### Passage provided

============

HIH arguably admits liability
22 On 6 November 2002, HIH confirmed that indemnity was granted to BHE under the HIH policy [subject to policy terms and conditions] adding that the grant was based on the facts then known to HIH. HIH re-stated this position (ie its admission as to liability) to BHE on 16 December 2003.
23 Both Gordian and CGU have failed to:
· grant indemnity in relation to the claim made against BHE by SACL;
· grant indemnity and provide consent in relation to the incurring of costs and expenses incurred in defence or settlement of the claim.
The insurer proceedings
24 The present proceedings were commenced on 22 December 2003 against 11 groups of insurers [nine being upper layer insurers]. During the pendency of the proceedings BHE discontinued against the second and fourth to ninth defendant insurers. BHE settled its claim against QBE for $4,016,790, in May 2004, and Lloyds for $6 million, on 16 April 2004.
25 In consequence the litigation the subject of this judgment constitutes claims by BHE against Gordian and CGU.
Decision not to press the lost settlement claim
26 Shortly prior to the close of the evidence BHE determined not to press its claim that as a result of Gordian’s alleged failure to confirm indemnity by 13 February 2004 and its alleged breaches of the contract of insurance, BHE had lost the opportunity to settle the SACL proceedings on the basis of an offer which BHE had claimed had been available for acceptance from 24 December 2003 to February 2004 [“the lost settlement claim”].
Relief presently claimed by BHE
27 BHE seeks:
· A declaration that HIH admitted liability to BHE to pay the full amount of the indemnity under the HIH Contract on 6 November 2002, or alternatively, on 16 December 2003.
· A declaration that HIH is liable to BHE to pay the full amount of the indemnity under the HIH Contract.

============

### Exercise tasks
[1] Edit the stretch of the insurance judgment excerpt from "23 Both Gordian" through "Gordian and CGU." so that "insurers" becomes "underwriters" throughout, and give that stretch back.
[2] Pull out every line of the entries that contains the string "distant", treating uppercase and lowercase as different.

### Detection entries
============

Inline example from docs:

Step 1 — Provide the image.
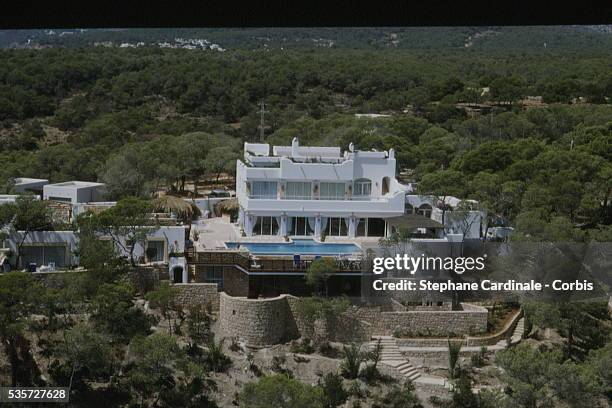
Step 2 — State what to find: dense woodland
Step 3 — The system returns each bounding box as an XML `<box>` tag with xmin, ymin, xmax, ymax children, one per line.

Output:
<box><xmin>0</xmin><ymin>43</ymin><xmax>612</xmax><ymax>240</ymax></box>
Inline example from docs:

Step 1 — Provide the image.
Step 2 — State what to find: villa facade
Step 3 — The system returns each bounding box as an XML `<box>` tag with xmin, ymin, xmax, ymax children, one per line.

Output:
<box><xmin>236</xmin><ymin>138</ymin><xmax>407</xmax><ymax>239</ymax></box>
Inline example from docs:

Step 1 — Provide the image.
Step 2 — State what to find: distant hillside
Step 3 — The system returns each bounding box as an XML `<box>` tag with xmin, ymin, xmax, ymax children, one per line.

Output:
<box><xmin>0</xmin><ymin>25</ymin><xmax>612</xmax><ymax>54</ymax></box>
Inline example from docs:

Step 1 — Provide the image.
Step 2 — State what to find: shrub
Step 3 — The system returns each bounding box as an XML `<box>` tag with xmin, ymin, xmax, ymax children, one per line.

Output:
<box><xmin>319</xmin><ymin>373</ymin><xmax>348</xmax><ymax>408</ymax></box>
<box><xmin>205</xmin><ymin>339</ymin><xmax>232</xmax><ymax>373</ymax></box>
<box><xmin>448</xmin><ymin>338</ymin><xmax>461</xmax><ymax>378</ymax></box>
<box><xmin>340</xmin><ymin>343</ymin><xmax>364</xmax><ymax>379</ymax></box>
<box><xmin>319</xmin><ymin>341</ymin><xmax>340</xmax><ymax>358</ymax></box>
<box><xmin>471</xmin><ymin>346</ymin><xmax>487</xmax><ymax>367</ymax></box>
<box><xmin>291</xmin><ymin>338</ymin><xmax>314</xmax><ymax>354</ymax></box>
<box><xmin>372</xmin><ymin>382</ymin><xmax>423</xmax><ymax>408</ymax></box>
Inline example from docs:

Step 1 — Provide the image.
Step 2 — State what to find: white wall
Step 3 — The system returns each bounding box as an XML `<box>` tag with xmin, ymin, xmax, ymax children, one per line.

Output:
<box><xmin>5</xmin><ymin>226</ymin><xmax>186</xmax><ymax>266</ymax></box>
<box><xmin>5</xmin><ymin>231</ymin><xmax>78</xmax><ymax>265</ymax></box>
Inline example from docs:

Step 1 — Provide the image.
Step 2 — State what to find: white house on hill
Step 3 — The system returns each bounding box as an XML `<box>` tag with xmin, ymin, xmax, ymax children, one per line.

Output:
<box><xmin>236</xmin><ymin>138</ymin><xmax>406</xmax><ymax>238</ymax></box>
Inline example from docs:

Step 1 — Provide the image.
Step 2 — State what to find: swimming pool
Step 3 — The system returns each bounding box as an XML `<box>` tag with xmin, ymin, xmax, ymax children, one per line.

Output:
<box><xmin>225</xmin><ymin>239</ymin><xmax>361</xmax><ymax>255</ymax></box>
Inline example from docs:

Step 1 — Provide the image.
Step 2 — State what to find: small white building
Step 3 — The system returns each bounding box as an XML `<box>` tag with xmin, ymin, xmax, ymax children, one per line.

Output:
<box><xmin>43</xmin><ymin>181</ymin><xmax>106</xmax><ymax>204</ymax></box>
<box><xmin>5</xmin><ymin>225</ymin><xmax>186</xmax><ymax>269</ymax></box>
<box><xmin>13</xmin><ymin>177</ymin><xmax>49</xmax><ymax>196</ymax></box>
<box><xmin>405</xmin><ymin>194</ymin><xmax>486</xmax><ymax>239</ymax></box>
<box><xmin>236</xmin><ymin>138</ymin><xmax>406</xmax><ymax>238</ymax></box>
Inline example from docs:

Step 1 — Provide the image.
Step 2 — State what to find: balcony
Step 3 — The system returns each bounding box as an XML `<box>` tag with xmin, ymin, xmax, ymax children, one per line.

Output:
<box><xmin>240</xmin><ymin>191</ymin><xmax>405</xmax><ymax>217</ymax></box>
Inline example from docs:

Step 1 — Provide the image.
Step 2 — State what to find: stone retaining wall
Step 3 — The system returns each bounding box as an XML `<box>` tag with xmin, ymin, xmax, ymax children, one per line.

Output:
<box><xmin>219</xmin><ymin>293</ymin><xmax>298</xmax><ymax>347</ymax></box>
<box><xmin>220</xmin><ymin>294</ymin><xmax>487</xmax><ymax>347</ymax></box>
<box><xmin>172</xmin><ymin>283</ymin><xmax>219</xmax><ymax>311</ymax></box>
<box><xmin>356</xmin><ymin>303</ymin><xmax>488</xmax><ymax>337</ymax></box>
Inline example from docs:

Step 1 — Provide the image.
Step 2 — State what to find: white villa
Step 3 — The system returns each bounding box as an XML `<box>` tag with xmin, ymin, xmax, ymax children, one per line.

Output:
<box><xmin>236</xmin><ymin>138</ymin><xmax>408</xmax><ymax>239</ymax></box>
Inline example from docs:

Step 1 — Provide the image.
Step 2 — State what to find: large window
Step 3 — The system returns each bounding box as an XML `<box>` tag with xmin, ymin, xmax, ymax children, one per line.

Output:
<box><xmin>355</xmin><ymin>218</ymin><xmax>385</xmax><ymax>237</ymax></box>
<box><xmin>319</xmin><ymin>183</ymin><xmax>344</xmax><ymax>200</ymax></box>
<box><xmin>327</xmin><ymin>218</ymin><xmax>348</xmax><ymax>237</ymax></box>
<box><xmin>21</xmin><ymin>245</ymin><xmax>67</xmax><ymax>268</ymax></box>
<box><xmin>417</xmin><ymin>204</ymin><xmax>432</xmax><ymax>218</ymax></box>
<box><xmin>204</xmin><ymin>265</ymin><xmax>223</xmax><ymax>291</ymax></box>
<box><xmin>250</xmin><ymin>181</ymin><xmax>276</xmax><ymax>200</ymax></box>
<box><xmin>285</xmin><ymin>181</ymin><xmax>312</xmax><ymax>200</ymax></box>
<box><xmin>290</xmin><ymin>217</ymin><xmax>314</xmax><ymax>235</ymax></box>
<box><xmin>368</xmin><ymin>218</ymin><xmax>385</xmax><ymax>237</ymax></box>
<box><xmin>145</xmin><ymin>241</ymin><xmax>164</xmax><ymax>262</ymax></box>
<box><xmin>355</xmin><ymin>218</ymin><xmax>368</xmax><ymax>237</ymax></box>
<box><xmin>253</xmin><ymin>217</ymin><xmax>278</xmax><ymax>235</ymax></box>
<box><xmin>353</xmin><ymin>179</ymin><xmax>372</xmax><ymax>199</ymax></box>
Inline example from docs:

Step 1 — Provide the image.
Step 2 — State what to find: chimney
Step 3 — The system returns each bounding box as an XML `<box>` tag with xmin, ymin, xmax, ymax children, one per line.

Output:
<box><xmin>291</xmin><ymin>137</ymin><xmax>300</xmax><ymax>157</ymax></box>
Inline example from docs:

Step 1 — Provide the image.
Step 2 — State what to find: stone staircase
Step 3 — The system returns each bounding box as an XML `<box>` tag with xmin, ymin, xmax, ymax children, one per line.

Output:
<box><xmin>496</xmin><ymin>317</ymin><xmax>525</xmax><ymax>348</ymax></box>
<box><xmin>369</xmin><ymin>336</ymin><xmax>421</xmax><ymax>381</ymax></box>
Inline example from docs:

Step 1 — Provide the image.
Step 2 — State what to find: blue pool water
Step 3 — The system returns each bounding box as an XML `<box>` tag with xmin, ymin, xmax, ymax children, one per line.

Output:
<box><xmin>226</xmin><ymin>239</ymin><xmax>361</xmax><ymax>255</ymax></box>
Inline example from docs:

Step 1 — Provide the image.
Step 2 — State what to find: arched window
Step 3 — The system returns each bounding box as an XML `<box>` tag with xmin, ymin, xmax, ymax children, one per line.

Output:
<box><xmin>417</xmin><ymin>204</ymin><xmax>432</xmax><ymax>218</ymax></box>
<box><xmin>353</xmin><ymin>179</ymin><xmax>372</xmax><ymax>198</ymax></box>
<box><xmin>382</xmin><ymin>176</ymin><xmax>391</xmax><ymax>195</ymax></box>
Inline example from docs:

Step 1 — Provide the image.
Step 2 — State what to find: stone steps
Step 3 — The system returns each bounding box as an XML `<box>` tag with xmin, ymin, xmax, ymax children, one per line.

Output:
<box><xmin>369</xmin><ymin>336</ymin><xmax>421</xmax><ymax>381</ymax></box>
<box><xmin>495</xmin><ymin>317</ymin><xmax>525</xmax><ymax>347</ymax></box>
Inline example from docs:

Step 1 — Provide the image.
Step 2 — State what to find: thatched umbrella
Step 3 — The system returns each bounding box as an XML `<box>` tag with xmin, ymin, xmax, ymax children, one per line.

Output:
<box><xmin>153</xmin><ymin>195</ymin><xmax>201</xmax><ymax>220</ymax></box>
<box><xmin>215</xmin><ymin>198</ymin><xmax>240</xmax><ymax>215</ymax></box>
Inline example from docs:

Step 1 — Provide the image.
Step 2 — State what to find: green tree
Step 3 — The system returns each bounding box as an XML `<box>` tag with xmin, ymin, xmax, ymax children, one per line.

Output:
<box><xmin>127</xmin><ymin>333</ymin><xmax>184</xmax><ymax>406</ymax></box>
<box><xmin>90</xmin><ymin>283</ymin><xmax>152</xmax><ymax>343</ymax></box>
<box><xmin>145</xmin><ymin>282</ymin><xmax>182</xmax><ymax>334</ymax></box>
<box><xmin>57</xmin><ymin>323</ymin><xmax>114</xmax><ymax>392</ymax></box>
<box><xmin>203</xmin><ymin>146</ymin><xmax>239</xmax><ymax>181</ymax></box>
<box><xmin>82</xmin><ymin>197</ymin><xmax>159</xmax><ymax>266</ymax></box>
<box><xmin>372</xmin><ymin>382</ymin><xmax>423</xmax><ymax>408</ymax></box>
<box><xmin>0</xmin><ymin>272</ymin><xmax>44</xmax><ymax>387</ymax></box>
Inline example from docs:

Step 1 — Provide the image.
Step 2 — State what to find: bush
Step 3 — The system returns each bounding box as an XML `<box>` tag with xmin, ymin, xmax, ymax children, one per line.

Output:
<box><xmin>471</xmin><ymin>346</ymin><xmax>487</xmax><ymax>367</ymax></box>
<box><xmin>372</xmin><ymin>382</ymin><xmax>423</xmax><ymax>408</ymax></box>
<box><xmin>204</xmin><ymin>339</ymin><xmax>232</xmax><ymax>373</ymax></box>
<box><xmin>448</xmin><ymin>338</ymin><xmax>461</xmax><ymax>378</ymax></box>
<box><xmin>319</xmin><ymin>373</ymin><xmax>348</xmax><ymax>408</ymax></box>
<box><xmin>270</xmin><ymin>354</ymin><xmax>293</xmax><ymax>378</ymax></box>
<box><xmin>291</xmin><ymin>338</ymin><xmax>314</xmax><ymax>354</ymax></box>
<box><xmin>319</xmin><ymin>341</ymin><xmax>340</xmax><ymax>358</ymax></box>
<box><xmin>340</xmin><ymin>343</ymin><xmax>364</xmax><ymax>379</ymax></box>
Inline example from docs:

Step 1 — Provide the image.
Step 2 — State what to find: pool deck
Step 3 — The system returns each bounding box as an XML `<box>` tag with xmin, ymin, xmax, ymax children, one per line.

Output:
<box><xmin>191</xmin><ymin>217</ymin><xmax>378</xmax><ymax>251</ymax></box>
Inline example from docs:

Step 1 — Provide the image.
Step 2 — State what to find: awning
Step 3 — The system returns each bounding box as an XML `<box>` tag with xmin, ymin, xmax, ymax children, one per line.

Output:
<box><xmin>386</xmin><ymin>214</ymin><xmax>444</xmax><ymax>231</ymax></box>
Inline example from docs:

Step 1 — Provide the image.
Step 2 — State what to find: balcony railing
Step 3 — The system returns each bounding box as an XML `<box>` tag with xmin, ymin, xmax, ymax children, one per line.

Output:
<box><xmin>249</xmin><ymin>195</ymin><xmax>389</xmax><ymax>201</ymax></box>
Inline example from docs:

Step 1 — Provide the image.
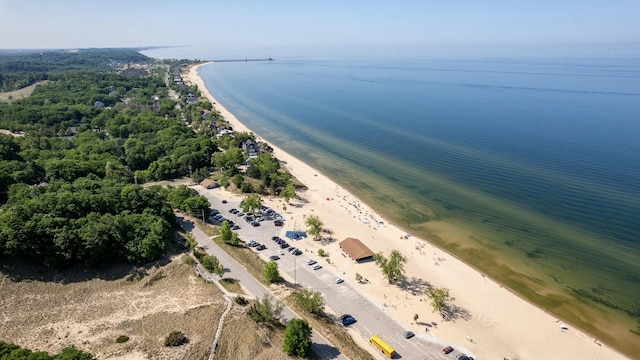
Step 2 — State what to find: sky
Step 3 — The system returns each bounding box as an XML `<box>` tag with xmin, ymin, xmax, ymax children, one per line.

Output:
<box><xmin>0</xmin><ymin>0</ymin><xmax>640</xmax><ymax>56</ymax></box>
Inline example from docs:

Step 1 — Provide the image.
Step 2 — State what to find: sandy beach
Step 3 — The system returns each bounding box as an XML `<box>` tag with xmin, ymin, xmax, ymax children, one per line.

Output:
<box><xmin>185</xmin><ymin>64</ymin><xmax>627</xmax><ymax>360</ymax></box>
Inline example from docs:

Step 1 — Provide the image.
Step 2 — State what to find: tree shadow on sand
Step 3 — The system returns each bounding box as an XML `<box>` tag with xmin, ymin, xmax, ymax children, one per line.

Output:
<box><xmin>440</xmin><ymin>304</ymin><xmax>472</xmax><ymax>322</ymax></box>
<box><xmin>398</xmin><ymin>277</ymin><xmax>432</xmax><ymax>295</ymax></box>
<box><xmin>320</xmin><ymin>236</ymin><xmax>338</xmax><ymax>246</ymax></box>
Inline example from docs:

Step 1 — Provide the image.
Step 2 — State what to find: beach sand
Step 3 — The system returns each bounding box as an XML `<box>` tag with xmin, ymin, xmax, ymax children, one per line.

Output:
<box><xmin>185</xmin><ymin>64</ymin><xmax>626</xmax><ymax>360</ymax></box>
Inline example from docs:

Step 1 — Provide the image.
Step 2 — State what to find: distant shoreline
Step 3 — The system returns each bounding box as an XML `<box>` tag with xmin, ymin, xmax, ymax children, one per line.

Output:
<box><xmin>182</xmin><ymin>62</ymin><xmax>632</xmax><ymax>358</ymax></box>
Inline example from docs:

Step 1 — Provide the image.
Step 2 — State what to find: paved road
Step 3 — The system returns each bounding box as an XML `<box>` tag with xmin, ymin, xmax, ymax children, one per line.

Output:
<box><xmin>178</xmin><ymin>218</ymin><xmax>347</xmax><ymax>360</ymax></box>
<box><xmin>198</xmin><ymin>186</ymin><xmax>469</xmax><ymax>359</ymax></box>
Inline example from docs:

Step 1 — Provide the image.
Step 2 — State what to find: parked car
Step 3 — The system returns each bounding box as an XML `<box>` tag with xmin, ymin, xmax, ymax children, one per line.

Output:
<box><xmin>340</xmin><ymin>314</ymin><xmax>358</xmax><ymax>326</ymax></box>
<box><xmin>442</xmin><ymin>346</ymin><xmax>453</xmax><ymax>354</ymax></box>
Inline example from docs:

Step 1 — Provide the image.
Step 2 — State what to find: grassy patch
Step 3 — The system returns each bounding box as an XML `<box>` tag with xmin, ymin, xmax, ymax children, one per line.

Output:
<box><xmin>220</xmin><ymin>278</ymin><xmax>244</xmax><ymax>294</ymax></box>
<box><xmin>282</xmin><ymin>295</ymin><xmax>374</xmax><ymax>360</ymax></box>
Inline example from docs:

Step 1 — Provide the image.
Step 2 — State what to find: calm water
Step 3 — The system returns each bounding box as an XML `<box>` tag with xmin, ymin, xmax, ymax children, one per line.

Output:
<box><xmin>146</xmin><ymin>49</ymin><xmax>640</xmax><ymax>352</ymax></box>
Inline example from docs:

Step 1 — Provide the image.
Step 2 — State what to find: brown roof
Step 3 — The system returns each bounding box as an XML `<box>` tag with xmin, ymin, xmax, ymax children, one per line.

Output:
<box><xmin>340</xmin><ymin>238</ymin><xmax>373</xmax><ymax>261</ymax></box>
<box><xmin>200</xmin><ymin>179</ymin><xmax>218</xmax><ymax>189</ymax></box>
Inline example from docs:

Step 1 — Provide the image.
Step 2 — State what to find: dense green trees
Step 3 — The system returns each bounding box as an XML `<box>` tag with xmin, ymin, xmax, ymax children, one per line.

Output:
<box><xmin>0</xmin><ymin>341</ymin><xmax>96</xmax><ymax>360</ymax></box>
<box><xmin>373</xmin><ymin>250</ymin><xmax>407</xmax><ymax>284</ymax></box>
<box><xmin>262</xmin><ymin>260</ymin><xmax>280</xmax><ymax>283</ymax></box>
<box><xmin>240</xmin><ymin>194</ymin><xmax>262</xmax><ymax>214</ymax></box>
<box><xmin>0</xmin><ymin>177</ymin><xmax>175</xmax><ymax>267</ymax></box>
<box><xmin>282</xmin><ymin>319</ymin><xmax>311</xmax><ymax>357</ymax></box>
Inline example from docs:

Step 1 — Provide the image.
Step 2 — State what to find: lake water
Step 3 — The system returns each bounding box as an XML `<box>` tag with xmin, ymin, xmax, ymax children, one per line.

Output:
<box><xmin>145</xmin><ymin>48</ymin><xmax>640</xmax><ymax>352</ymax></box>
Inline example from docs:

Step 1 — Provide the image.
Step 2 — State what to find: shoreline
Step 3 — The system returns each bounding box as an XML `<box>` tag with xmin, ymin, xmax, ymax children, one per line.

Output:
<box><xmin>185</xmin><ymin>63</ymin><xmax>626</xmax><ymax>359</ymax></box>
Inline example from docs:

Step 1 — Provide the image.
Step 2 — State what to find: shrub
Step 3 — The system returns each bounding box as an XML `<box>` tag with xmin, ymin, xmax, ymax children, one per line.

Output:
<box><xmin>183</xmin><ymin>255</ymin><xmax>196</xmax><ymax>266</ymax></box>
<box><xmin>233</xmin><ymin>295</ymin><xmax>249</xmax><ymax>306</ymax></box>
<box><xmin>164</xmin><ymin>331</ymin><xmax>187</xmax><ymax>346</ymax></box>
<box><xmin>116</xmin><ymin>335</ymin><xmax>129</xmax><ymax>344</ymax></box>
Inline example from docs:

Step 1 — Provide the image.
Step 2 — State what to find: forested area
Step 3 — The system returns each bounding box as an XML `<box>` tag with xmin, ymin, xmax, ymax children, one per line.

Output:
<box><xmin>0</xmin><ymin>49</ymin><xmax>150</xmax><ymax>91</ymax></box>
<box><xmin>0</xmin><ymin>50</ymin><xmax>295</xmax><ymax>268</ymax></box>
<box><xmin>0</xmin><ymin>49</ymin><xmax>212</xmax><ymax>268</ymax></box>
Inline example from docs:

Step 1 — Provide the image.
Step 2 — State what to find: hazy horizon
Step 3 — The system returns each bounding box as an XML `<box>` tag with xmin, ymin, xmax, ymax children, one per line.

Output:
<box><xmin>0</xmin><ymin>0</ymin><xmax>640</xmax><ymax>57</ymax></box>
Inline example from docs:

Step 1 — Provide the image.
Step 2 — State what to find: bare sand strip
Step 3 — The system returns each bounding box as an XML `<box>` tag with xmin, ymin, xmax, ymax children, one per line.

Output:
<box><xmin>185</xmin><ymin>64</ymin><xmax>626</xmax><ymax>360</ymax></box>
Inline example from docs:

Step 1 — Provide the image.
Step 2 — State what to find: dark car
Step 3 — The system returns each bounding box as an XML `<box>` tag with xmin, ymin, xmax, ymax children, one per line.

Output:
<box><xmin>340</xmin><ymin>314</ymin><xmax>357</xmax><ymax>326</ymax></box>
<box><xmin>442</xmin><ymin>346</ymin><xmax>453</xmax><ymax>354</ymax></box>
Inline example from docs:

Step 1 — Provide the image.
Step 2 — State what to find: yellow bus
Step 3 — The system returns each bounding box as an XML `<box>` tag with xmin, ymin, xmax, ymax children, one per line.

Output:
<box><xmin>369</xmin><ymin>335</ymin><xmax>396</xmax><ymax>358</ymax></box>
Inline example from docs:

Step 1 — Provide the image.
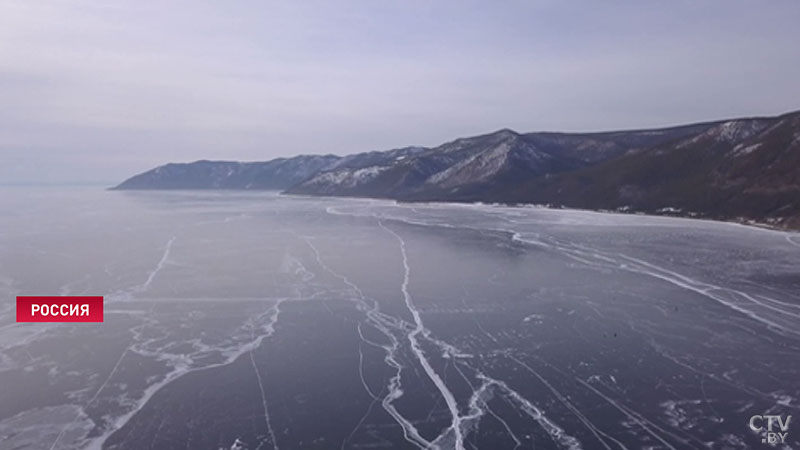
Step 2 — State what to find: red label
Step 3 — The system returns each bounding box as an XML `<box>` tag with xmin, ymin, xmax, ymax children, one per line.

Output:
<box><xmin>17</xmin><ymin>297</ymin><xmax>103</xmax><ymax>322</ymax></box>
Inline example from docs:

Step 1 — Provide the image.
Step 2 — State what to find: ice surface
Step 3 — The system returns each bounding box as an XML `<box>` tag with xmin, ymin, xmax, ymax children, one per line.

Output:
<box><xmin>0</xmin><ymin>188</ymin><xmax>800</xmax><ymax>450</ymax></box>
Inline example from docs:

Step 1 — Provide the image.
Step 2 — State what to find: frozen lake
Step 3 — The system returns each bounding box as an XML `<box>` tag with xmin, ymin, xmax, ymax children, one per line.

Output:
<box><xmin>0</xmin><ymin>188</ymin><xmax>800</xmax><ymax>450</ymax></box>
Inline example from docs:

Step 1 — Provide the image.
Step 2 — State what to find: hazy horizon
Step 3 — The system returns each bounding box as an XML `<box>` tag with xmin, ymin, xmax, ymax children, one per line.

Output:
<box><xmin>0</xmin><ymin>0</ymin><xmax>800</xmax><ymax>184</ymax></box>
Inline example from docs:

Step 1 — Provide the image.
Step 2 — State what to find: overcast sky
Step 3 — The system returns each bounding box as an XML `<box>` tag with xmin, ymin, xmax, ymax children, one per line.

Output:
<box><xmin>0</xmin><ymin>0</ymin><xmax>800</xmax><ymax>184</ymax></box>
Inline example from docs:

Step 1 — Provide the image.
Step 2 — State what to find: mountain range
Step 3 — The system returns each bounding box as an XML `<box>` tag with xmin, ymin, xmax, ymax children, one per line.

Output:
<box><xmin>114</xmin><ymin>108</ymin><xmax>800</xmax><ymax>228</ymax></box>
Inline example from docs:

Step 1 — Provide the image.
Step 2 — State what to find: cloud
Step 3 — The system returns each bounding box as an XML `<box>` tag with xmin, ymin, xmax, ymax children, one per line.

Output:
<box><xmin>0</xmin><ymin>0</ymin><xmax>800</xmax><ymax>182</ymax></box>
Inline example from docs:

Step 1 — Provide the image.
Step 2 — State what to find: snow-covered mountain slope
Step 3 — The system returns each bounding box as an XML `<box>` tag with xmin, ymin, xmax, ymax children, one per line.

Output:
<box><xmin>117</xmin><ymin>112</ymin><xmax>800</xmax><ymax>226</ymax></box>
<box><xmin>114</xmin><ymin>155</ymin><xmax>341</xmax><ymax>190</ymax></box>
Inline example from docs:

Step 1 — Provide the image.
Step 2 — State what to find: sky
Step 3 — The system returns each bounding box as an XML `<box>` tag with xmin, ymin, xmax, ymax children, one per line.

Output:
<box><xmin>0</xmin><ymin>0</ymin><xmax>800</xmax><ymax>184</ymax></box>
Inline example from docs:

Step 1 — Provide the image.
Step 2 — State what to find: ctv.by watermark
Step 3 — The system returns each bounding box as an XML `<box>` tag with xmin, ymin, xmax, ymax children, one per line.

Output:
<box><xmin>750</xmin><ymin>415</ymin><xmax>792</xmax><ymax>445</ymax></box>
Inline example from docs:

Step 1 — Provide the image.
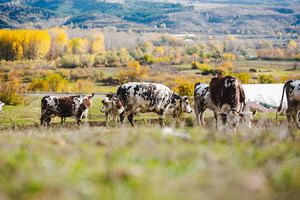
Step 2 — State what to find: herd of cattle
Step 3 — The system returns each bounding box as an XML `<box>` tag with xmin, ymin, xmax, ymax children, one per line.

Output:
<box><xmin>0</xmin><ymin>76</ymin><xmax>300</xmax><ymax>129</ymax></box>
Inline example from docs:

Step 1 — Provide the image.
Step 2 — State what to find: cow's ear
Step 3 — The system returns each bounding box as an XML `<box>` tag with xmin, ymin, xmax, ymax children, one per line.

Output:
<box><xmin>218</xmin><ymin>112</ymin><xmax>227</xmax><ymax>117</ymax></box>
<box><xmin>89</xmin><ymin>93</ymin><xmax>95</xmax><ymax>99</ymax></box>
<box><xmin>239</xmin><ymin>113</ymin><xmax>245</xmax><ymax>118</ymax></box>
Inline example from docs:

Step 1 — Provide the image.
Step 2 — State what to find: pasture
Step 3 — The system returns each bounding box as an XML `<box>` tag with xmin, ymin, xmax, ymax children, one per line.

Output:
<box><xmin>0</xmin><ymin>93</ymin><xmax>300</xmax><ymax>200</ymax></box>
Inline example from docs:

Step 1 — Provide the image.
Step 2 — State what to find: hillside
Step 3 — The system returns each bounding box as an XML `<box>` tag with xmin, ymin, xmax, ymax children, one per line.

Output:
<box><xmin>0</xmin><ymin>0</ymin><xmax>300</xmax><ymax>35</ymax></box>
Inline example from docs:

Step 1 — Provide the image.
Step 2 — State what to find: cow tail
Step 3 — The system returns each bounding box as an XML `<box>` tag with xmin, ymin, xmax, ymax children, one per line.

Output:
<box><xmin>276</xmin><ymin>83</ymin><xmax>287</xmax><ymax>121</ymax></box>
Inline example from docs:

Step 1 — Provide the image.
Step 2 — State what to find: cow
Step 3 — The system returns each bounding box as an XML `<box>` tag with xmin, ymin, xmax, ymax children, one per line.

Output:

============

### Results for each task
[1]
23 Both Gordian and CGU have failed to:
· grant indemnity in relation to the claim made against BHE by SACL;
· grant indemnity and provide consent in relation to the incurring of costs and expenses incurred in defence or settlement of the claim.
The insurer proceedings
24 The present proceedings were commenced on 22 December 2003 against 11 groups of underwriters [nine being upper layer underwriters]. During the pendency of the proceedings BHE discontinued against the second and fourth to ninth defendant underwriters. BHE settled its claim against QBE for $4,016,790, in May 2004, and Lloyds for $6 million, on 16 April 2004.
25 In consequence the litigation the subject of this judgment constitutes claims by BHE against Gordian and CGU.

[2]
Step 2 — State what to find: distant hillside
Step 2 — State what to find: distant shoreline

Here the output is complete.